[Problem details] Swap "green grass" for "lush grass" in everything from the line containing "For every instance of the blue" down to the end of the lines, and give only those lines back with nothing else altered.

[start]

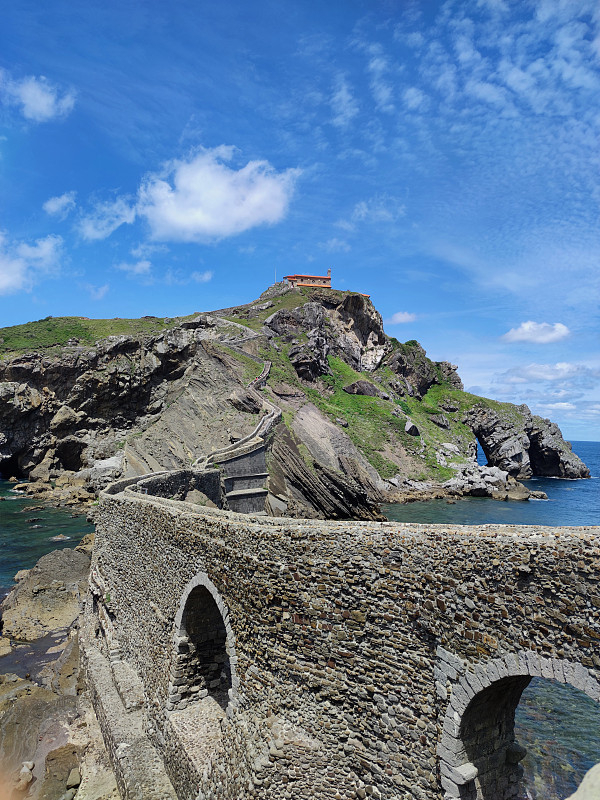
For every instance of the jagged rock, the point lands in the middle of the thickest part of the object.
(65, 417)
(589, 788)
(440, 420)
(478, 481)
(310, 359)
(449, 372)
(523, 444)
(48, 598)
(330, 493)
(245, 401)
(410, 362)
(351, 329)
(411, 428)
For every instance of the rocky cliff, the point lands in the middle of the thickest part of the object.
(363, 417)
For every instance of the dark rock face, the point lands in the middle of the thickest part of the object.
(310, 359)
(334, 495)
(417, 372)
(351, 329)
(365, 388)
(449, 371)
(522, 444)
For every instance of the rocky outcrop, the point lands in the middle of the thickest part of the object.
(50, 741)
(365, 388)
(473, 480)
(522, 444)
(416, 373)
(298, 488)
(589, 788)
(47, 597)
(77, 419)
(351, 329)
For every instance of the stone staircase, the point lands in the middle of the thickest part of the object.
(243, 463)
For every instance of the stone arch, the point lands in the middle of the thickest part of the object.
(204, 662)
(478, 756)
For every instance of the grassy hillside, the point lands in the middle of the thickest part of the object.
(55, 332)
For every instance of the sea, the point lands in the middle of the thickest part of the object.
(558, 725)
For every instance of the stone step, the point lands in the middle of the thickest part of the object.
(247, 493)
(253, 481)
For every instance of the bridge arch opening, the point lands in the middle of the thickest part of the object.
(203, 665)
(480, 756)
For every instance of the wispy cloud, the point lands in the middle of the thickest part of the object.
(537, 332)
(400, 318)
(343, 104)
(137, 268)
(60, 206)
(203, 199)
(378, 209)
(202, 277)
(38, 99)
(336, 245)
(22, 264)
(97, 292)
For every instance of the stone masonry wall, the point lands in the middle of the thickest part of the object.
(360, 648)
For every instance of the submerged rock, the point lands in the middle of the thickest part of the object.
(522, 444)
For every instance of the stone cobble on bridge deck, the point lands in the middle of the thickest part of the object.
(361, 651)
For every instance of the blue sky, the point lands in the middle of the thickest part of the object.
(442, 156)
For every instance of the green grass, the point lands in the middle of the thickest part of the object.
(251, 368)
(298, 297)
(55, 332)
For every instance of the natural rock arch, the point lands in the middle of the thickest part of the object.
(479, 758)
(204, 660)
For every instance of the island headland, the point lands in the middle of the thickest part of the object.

[end]

[Solution for this task]
For every instance of the blue sky, the point lands in the middle of the thickest part of the object.
(442, 156)
For every instance of the lush grass, the point lands in the middle of the thickest part of the object.
(251, 368)
(298, 297)
(55, 332)
For every instance of the natural rock arch, the point lands in the middle of the thickest part of the object.
(479, 758)
(204, 660)
For every instance of the island headland, the point lands in the middle of the thickest part of the object.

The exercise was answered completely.